> _SOURCE DOCUMENT_:
Lightweight Latent Reasoning for Narrative Tasks

TL;DR

LiteReason introduces a lightweight Reasoning Projector to enable latent reasoning that can be interleaved with discrete token sampling in narrative tasks. By training the projector with supervised fine-tuning and integrating reinforcement learning, the method achieves near non-latent RL performance while dramatically reducing reasoning length and token usage. Evaluations on Flawed Fictions and Next-Chapter Prediction show substantial token savings during training and inference, with LiteReason outperforming existing latent-reasoning baselines. The approach offers a practical, scalable path to efficient long-context reasoning in narrative settings and invites further exploration of latent architectures and prompting strategies.

Abstract

Large language models (LLMs) tackle complex tasks by generating long chains of thought or "reasoning traces" that act as latent variables in the generation of an output given a query. A model's ability to generate such traces can be optimized with reinforcement learning (RL) to improve their utility in predicting an answer. This optimization comes at a high computational cost, especially for narrative-related tasks that involve retrieving and processing many tokens. To this end, we propose LiteReason, a latent reasoning method that can be interleaved with standard token sampling and easily combined with RL techniques. LiteReason employs a lightweight Reasoning Projector module, trained to produce continuous latent tokens that help the model 'skip' reasoning steps. During RL, the policy model decides when to activate the projector, switching between latent and discrete reasoning as needed. Experimental results on plot hole detection and book chapter generation show that our method outperforms latent reasoning baselines and comes close to matching non-latent RL training, while reducing final reasoning length by 77-92%. Overall, LiteReason guides RL training to a more efficient part of the performance-computation tradeoff curve.

Figures (4)

> _EXERCISE TASKS_:
1. In the page on lightweight latent reasoning for narrative tasks, condense the paragraph beginning "Large language models (LLMs) tackle complex tasks" into a bulleted list that keeps its main facts.
2. Continue the page on lightweight latent reasoning for narrative tasks from where it stops.

> _LISTED ENTRIES_:
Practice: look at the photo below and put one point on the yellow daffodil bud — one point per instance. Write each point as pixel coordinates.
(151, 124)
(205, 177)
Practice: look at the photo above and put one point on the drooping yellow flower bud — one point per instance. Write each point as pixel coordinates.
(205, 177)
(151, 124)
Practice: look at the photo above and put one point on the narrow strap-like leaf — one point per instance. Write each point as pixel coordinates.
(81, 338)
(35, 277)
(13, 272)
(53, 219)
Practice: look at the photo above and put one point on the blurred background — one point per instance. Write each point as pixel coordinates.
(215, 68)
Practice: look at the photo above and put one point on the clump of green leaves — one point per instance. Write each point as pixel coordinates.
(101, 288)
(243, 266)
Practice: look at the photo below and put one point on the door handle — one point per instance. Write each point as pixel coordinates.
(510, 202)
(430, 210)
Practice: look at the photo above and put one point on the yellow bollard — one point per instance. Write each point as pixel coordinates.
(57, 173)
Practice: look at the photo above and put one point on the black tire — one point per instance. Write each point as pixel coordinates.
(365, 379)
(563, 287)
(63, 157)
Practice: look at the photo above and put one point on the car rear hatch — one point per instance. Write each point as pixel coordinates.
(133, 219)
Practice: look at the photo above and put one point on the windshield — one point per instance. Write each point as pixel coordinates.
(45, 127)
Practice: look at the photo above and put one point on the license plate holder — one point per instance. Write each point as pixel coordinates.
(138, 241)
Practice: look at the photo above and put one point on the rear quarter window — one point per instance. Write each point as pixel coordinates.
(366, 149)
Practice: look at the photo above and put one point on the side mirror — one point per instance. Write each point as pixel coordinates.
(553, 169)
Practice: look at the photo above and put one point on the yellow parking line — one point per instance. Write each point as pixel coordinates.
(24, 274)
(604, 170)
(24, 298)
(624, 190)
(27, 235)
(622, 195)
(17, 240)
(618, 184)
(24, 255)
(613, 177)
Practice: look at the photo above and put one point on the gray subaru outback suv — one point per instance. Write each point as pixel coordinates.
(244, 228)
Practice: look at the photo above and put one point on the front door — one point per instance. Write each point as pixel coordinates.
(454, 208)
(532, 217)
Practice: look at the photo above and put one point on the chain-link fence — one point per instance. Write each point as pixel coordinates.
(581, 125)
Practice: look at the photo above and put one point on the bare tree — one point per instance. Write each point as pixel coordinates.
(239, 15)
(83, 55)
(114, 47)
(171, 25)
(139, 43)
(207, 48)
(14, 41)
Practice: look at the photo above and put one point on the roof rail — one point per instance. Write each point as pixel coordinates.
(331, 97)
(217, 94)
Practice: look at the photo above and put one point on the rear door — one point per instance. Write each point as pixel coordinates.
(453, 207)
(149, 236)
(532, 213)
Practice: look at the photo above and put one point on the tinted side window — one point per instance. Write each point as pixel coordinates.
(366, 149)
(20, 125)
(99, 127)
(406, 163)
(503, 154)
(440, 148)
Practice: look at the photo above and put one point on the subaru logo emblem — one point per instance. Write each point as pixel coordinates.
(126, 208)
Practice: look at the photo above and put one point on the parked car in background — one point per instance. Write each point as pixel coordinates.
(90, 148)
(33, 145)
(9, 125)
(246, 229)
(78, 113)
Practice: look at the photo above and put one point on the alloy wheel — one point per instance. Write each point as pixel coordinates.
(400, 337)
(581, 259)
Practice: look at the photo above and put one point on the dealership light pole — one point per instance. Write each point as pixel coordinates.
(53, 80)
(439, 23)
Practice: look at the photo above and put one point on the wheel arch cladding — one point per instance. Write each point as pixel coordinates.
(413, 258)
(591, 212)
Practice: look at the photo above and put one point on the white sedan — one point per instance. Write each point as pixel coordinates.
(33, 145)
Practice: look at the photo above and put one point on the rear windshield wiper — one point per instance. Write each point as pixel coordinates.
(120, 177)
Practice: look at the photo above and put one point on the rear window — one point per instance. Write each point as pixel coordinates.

> _ANSWER SECTION_:
1.
- LLMs handle complex tasks by generating long reasoning traces, which act as latent variables when producing an output for a query.
- Reinforcement learning (RL) can optimize these traces, but at a high computational cost, especially for narrative tasks that involve many tokens.
- LiteReason is a latent reasoning method that can be interleaved with standard token sampling and combined with RL.
- A lightweight Reasoning Projector produces continuous latent tokens that let the model skip reasoning steps.
- During RL, the policy model decides when to activate the projector, switching between latent and discrete reasoning.
- On plot hole detection and book chapter generation, LiteReason beats latent reasoning baselines and nearly matches non-latent RL training.
- It cuts final reasoning length by 77–92%, moving RL training toward a more efficient point on the performance-computation tradeoff curve.

2.
• Figure 1: High-level diagram of LiteReason. Discrete sampling (via the LM head) is performed as normal, selecting a token (e.g., $x_1$) and passing its corresponding discrete token embedding, until we encounter special 'implicit-thought' tags represented here by "<bot>". We then switch to latent reasoning mode and use the Reasoning Projector to directly predict continuous token embeddings (e.g., $e_0$) for a number of forward passes before switching back to discrete sampling. We can switch between discrete and reasoning mode multiple times before producing the final answer with discrete sampling. When training the Reasoning Projector we 1) randomly replace reasoning steps with the implicit thought tags and 2) freeze the rest of the LLM and apply a cross-entropy loss on the remaining reasoning steps (discrete tokens).
• Figure 2: Bradley Terry Relative Strength on NCP task. Default refers to the untrained Qwen2.5-7B model. RL-trained is the upper bound trained with non-latent RL. We find relative strengths largely follow the trend of contrastive improvement in \ref{['tab:combined_method_comparisons']}, with RL-training performing the best, followed by LiteReason, and then a gap and the rest of the methods.
• Figure 3: Generated tokens vs Accuracy for the Flawed Fictions benchmark, by model type. Note that the goal is to be to the right (more accurate) and lower (fewer tokens). We find that LiteReason performs significantly more efficiently than the standard RL-Trained model, with only slightly worse performance. Aside from RL-Trained, there is a significant gap in both accuracy (about 20%) and efficiency (about 100 tokens) between LiteReason and the next best method. Thus, we claim our model sits on the same Pareto frontier as the RL-Trained baseline.
• Figure 4: Generated tokens vs Contrastive Improvement for the Next-Chapter Prediction task, by model type. The goal is to be to the right (higher Contrastive Improvement) and lower (fewer tokens). We find that LiteReason performs significantly more efficiently than the standard RL-Trained model, with only slightly worse performance. Aside from RL-Trained, there is a significant gap in both Contrastive Improvement and efficiency between LiteReason and the next best method. Thus, we claim our model sits on the same Pareto frontier as the RL-Trained baseline.